TASK ITEM: Examine the records and identify each line that includes the string "this". Copy those lines.

- - -

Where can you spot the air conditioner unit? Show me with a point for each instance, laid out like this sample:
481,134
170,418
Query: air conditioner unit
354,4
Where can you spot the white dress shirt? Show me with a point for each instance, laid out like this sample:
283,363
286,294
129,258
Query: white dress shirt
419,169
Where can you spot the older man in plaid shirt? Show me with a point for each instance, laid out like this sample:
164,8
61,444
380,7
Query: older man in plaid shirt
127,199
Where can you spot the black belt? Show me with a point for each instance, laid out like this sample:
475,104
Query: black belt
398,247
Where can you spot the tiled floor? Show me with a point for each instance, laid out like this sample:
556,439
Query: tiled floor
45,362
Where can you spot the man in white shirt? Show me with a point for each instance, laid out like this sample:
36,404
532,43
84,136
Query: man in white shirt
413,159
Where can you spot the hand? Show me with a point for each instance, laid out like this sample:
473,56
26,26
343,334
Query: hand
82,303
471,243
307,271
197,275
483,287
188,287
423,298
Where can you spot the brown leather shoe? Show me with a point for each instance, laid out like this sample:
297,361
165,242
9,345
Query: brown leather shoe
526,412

- - -

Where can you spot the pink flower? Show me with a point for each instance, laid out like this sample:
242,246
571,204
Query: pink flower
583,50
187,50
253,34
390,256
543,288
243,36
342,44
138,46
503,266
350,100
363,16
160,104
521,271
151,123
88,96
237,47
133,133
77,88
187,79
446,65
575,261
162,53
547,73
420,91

- - -

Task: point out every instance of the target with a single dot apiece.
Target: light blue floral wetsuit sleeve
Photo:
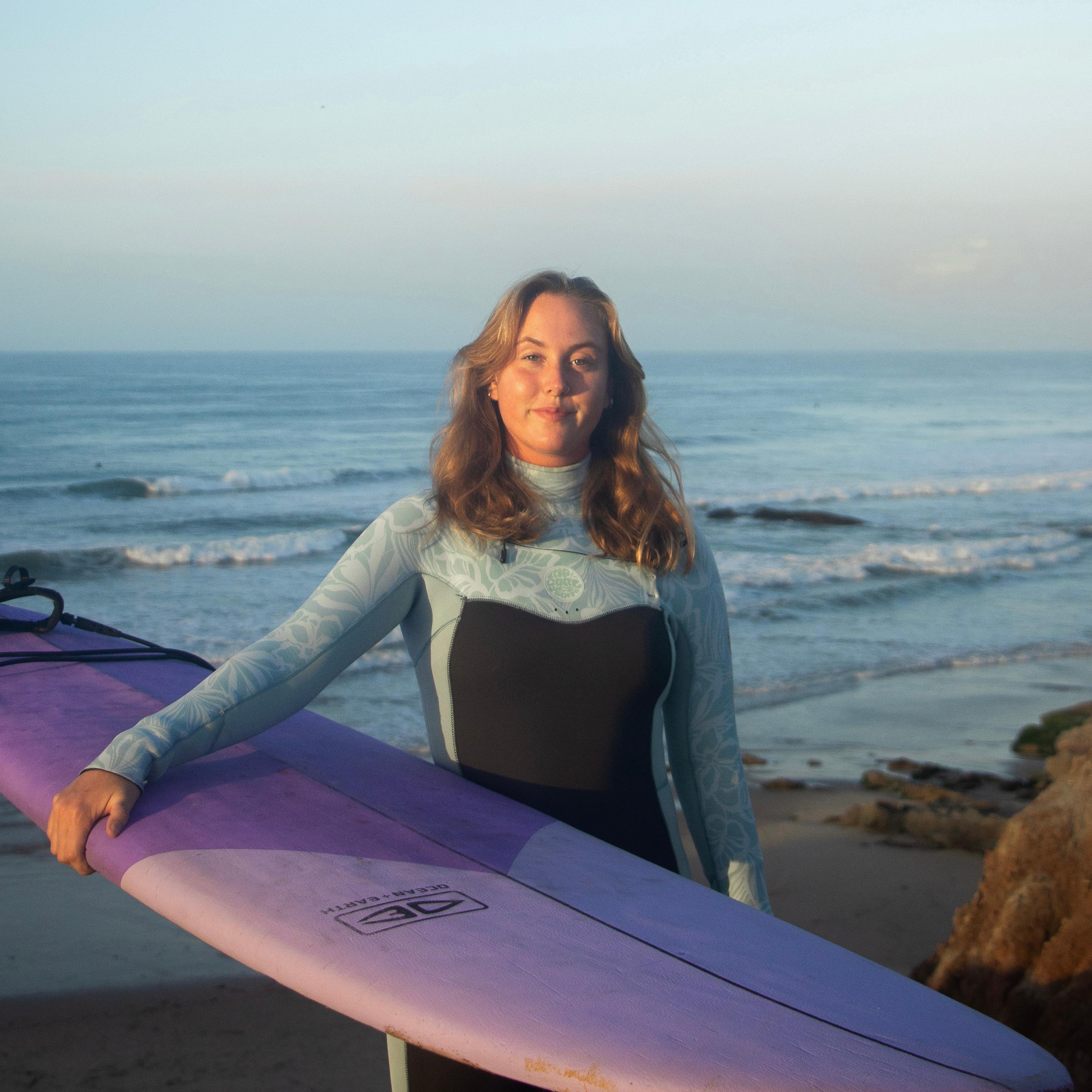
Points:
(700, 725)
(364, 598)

- - -

TASK RESULT:
Where can you spot the air conditioner unit? Show me with a point for each instance, laid out like this sample:
Where can you spot the white dress shirt? Show me with a point for each instance, laid out like this sample:
Where can you spot the older man in plaid shirt? Show me with a point for each instance, laid out like this sample:
Where can you spot the black belt? Show me with a point for each instance, laid out like this sample:
Where can you spot the tiled floor? Show me with a point for each instance, laid out like this sample:
Where can you spot the man in white shirt? Show me with a point for each instance, laid out like this sample:
Where can you spot the hand? Show me with a point for each instance, laid out like this sample:
Where can you spot the brown leather shoe? Show me with a point for each instance, laid out like this sample:
Where can you spot the pink flower? Show me with a point for each instance, laid out like this sample:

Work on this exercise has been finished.